§ Passage:
Professor Richard Harding is Herbert Dunhill Chair, Cicely Saunders Institute of Palliative Care, Policy & Rehabilitation and the Vice Dean (International), Florence Nightingale Faculty of Nursing, Midwifery & Palliative Care, both in King’s College London. In an interaction with S Harachand, Prof Harding says that there is no need to wait until a patient is dying to introduce the benefits of palliative care, as integrating palliative care much earlier into the treatment cycle of a terminally ill patient will not only improve outcomes but can at times even prolong the life of the patient. Emphasizing the importance of healthcare professionals having basic palliative care skills, he highlights the need for the public to better understand what is available to them and to ask for the best care even if their disease is progressive and incurable.
The general notion is that palliative care is end-of-life care. In what ways can administering palliative care in the earlier stages improve the quality of life of a terminally ill patient?
We already know that for patients and their families facing a life-limiting illness, introducing palliative care can improve their outcome. The challenge is that palliative care, which involves careful and detailed identification of what matters to the patients, their goals of care, their symptoms and concerns and family support needs, is often given quite late — for example when all treatments have been tried and the patient is approaching death. Research has shown that we can and should introduce palliative care much earlier. This improves psychological wellbeing, quality of life, symptom control and family wellbeing. Some studies have even shown that taking this careful approach to patient wellbeing can even extend life. There is no need to wait until a patient is dying to introduce these benefits. Evidence also shows that it does not cost more.
Palliative care is hugely important for most patients with incurable, progressive diseases. Despite this fact, why do you think it is one of the most neglected aspects of medicine?
Modern palliative care was founded by Dame Cicely Saunders in the 1960s and is now part of healthcare in most parts of the world, although it remains a fact that there is still not enough palliative care to meet patient needs. Firstly, the education of clinicians needs to grow — all health care professionals should have basic palliative care skills, and also ongoing professional education [should be modified]. Second, the public needs to better understand what is available to them and to know that they should ask for the best care even if their disease is progressive and incurable. Third, policy needs to focus on the inclusion of palliative care to ensure that it is part of all health systems. We must start changing things now. Data shows that by 2060, there will be a 155% increase in the number of people with serious health-related suffering in low-income countries, predominantly cancer.

§ Supplied records:
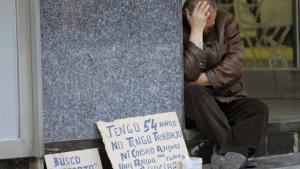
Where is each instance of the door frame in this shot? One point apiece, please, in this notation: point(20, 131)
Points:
point(30, 141)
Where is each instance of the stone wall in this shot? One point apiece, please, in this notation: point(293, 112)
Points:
point(108, 59)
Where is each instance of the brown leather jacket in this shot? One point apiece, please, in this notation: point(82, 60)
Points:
point(221, 59)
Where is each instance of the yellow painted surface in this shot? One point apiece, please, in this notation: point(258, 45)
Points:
point(265, 53)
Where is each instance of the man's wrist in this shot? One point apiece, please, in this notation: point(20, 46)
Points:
point(197, 38)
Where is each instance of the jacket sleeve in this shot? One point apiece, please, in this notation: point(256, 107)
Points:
point(195, 60)
point(229, 70)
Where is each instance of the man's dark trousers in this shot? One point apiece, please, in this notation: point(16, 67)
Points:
point(237, 126)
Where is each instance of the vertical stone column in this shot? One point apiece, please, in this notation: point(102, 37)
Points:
point(108, 59)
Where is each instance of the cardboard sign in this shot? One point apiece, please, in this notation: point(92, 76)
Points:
point(150, 142)
point(83, 159)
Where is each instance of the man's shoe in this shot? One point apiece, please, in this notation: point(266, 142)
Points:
point(230, 160)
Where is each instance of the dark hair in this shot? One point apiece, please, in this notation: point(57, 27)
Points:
point(190, 4)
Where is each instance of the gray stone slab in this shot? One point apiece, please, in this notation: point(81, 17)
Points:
point(108, 59)
point(285, 161)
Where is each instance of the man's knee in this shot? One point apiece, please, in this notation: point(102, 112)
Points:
point(196, 90)
point(258, 107)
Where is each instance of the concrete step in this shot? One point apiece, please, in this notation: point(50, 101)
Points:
point(283, 138)
point(285, 161)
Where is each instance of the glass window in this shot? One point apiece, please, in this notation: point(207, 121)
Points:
point(267, 31)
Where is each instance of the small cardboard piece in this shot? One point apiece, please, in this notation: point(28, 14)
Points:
point(82, 159)
point(147, 142)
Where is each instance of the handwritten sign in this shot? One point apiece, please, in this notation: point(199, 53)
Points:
point(83, 159)
point(149, 142)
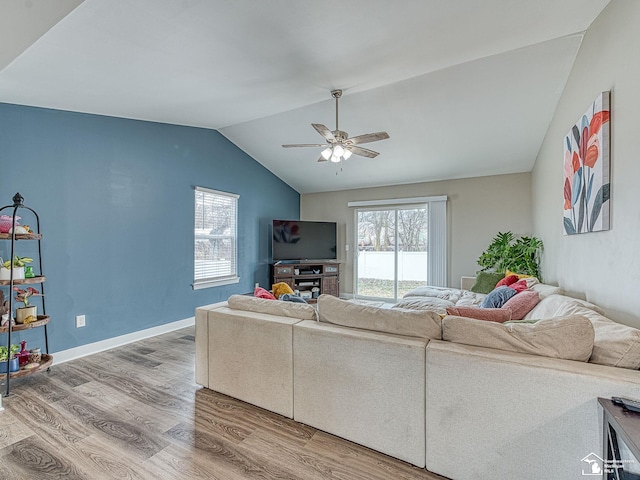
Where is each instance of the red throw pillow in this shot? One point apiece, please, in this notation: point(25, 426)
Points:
point(519, 286)
point(262, 293)
point(508, 280)
point(499, 315)
point(521, 304)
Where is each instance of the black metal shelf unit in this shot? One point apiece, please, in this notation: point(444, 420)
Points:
point(18, 203)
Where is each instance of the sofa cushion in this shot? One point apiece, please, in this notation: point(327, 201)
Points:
point(498, 297)
point(521, 304)
point(615, 344)
point(272, 307)
point(568, 338)
point(486, 281)
point(450, 294)
point(545, 290)
point(414, 323)
point(499, 315)
point(438, 305)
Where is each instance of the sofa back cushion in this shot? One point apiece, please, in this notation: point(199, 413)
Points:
point(615, 344)
point(413, 323)
point(479, 313)
point(569, 338)
point(272, 307)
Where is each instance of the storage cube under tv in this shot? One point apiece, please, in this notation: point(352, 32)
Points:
point(325, 276)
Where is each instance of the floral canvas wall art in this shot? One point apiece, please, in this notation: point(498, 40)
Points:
point(586, 171)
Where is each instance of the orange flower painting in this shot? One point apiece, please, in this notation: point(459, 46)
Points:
point(586, 171)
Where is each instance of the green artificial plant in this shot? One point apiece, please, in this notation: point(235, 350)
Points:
point(508, 252)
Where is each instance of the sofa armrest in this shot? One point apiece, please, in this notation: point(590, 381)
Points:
point(512, 415)
point(364, 386)
point(202, 342)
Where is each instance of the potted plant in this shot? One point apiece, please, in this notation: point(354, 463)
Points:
point(18, 268)
point(8, 358)
point(508, 252)
point(28, 313)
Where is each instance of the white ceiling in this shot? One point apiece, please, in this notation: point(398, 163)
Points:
point(464, 88)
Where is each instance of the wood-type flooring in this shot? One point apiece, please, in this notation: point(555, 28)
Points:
point(134, 412)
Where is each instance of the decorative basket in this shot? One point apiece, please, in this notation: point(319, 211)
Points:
point(5, 223)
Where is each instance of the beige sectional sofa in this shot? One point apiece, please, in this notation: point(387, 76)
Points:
point(384, 378)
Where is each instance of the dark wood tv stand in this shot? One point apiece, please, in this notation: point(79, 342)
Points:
point(304, 276)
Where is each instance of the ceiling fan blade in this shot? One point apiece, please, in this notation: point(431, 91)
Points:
point(363, 152)
point(305, 145)
point(368, 137)
point(324, 131)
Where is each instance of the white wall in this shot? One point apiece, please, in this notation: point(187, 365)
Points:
point(476, 210)
point(603, 267)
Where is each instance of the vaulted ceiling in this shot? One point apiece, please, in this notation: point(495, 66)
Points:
point(464, 88)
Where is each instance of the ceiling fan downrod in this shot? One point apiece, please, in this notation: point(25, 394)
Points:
point(336, 94)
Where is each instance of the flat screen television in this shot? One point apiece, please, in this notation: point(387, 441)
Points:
point(302, 240)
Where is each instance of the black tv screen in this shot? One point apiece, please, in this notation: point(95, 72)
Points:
point(301, 240)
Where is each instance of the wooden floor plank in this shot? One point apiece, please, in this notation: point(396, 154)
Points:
point(135, 413)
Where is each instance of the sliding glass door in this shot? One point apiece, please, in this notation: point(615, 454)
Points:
point(392, 251)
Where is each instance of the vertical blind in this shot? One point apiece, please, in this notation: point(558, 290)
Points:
point(215, 238)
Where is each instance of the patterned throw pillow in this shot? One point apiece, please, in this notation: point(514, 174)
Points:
point(521, 304)
point(508, 280)
point(520, 286)
point(497, 297)
point(260, 292)
point(280, 289)
point(486, 282)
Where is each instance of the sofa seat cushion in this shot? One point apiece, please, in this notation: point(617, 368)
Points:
point(272, 307)
point(413, 323)
point(450, 294)
point(434, 304)
point(570, 338)
point(499, 315)
point(615, 344)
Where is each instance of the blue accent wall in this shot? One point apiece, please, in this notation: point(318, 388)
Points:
point(116, 205)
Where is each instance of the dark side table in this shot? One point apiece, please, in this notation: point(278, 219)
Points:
point(619, 425)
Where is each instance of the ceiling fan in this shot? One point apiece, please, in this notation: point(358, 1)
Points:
point(339, 145)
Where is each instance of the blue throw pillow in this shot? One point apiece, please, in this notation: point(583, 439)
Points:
point(498, 297)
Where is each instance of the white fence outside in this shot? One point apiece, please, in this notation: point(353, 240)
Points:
point(411, 265)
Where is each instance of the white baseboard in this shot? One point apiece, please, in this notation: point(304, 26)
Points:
point(84, 350)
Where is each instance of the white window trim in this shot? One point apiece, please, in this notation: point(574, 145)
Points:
point(228, 280)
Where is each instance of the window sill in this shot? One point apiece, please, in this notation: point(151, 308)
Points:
point(215, 283)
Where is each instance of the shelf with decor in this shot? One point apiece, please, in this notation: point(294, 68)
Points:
point(309, 279)
point(24, 281)
point(16, 275)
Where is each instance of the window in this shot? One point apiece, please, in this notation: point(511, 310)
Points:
point(401, 244)
point(215, 238)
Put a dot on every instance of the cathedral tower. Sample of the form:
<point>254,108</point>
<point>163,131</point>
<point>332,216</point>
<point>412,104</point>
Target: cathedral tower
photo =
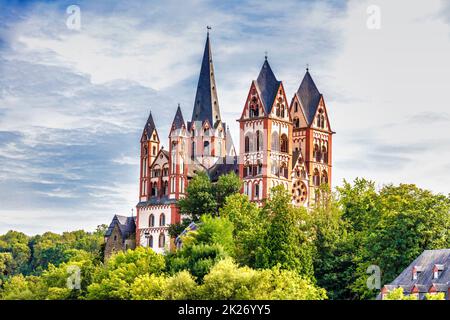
<point>178,141</point>
<point>149,150</point>
<point>312,141</point>
<point>208,133</point>
<point>265,131</point>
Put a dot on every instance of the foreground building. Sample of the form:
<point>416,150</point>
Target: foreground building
<point>429,273</point>
<point>282,142</point>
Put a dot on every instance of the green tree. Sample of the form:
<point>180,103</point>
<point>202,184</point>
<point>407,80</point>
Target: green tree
<point>200,198</point>
<point>249,227</point>
<point>289,239</point>
<point>227,185</point>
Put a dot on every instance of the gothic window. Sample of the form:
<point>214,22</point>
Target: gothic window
<point>259,141</point>
<point>154,189</point>
<point>162,240</point>
<point>324,177</point>
<point>284,143</point>
<point>284,170</point>
<point>275,169</point>
<point>150,241</point>
<point>162,220</point>
<point>151,220</point>
<point>256,194</point>
<point>316,152</point>
<point>324,154</point>
<point>206,150</point>
<point>275,141</point>
<point>316,178</point>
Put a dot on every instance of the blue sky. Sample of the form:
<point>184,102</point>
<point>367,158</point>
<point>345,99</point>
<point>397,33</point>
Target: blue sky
<point>73,103</point>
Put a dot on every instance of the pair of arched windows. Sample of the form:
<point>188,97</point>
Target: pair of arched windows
<point>161,241</point>
<point>280,143</point>
<point>162,220</point>
<point>319,179</point>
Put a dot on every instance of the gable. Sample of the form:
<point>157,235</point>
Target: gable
<point>253,102</point>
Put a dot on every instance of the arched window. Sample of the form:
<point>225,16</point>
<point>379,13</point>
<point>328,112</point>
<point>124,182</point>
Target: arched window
<point>275,169</point>
<point>151,220</point>
<point>206,150</point>
<point>275,141</point>
<point>256,194</point>
<point>324,177</point>
<point>162,240</point>
<point>154,189</point>
<point>316,152</point>
<point>166,188</point>
<point>193,150</point>
<point>259,141</point>
<point>162,220</point>
<point>284,170</point>
<point>284,143</point>
<point>316,178</point>
<point>259,170</point>
<point>324,154</point>
<point>150,241</point>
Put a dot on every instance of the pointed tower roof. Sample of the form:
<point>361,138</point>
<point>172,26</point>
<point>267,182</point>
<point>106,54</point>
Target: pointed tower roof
<point>178,121</point>
<point>268,85</point>
<point>150,125</point>
<point>206,104</point>
<point>309,97</point>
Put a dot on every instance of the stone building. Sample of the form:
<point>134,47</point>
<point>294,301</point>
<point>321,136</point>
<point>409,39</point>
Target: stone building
<point>120,236</point>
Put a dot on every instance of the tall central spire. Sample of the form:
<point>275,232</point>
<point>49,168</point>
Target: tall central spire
<point>206,104</point>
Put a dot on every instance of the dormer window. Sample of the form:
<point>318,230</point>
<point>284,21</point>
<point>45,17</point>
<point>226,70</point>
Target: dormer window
<point>437,270</point>
<point>416,272</point>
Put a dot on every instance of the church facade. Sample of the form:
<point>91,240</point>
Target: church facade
<point>281,143</point>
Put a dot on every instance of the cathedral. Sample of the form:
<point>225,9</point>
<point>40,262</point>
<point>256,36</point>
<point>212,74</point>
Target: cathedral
<point>281,143</point>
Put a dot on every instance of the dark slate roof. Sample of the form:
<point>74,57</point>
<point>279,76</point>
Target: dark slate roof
<point>206,104</point>
<point>149,125</point>
<point>426,262</point>
<point>309,97</point>
<point>178,121</point>
<point>157,201</point>
<point>268,86</point>
<point>221,167</point>
<point>127,226</point>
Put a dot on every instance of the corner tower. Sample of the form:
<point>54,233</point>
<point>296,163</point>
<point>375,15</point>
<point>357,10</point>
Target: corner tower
<point>208,132</point>
<point>149,149</point>
<point>265,131</point>
<point>312,140</point>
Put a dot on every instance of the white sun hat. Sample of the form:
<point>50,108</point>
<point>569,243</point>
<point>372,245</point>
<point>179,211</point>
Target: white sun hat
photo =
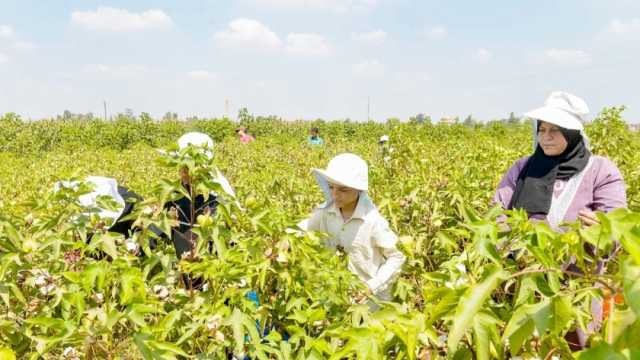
<point>562,109</point>
<point>197,139</point>
<point>345,170</point>
<point>103,186</point>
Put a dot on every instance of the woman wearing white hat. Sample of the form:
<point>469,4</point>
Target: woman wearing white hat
<point>113,215</point>
<point>354,224</point>
<point>562,181</point>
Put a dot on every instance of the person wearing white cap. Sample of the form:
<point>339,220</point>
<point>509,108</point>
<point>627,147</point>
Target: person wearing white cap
<point>562,181</point>
<point>112,203</point>
<point>354,224</point>
<point>385,148</point>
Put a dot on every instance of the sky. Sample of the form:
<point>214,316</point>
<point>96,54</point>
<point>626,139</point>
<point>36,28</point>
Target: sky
<point>330,59</point>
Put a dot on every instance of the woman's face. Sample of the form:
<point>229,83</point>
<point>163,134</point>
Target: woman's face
<point>551,139</point>
<point>343,196</point>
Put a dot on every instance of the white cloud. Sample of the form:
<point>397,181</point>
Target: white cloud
<point>24,46</point>
<point>121,20</point>
<point>621,27</point>
<point>483,55</point>
<point>127,71</point>
<point>438,32</point>
<point>249,34</point>
<point>201,75</point>
<point>371,37</point>
<point>370,68</point>
<point>96,68</point>
<point>6,31</point>
<point>307,44</point>
<point>340,6</point>
<point>567,56</point>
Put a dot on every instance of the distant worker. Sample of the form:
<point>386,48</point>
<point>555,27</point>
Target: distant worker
<point>314,138</point>
<point>385,148</point>
<point>243,135</point>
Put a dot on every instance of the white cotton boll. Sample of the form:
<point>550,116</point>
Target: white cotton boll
<point>131,245</point>
<point>98,298</point>
<point>48,289</point>
<point>70,353</point>
<point>219,336</point>
<point>282,258</point>
<point>214,322</point>
<point>161,291</point>
<point>41,280</point>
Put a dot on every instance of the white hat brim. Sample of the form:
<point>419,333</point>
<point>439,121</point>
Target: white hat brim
<point>557,117</point>
<point>334,179</point>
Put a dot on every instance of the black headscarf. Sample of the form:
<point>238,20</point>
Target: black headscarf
<point>534,188</point>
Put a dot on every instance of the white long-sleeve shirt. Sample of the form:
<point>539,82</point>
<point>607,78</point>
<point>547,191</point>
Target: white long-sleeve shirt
<point>366,239</point>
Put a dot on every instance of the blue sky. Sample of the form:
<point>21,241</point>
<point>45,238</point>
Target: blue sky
<point>316,58</point>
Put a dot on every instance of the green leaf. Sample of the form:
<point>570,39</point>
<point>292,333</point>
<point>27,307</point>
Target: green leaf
<point>471,302</point>
<point>631,272</point>
<point>601,351</point>
<point>484,326</point>
<point>7,354</point>
<point>519,328</point>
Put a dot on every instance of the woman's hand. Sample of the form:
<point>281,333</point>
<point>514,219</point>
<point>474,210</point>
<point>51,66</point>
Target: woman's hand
<point>588,217</point>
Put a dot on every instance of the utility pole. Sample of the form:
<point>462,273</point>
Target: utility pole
<point>368,108</point>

§ Check your understanding:
A. Answer these questions from the interview on palliative care:
(i) Who founded modern palliative care, and in which decade?
(ii) What increase does the data project by 2060 in low-income countries?
(iii) According to the evidence cited, how does introducing palliative care earlier affect cost?
B. Carry on the interview on palliative care from the point where it stops.

§ Task responses:
A.
(i) Dame Cicely Saunders, in the 1960s.
(ii) A 155% increase in the number of people with serious health-related suffering, predominantly cancer.
(iii) It does not cost more.

B.
How efficient are the doctors generally when it comes to delivering crucial aspects of care like communicating the news of a condition with a poor prognosis?
Communicating bad news can be difficult. Education and mentoring for this aspect of care are crucial. Clinicians generally want to do the right thing but there are impediments. Patients and families want a cure from their health care team and so communicating a poor prognosis is difficult. There are also drivers against communication to the patient. For example, families in India often want the clinician to collude with them in concealing information.
Home care for end-of-life patients is currently becoming popular in many places. Do you think this is a workable proposition in low-resource settings like that of India?
Home care is crucial. If we don’t support patients and families in the community, then they risk burdensome and costly admissions or unnecessary suffering. Innovations are taking place.
Data from India and Africa show that use of a simple, app-enabled community health workers to assess patients and families, share the data with a palliative care team online and for the palliative care team to allocate their human resources to those patients most in need.
Many clinicians often find delivering palliative care, particularly end-of-life care, really challenging. How do you comment?
It’s important that clinicians are supported in their attempts to provide palliative care. Ongoing training, the availability of pain and symptom-relieving drugs and local services to refer to are crucial. Partnerships are important. In order to engineer palliative care into the health system then local specialist services and government must work together. Such system-wide efforts can help and patients and families by ensuring their clinical teams are supported.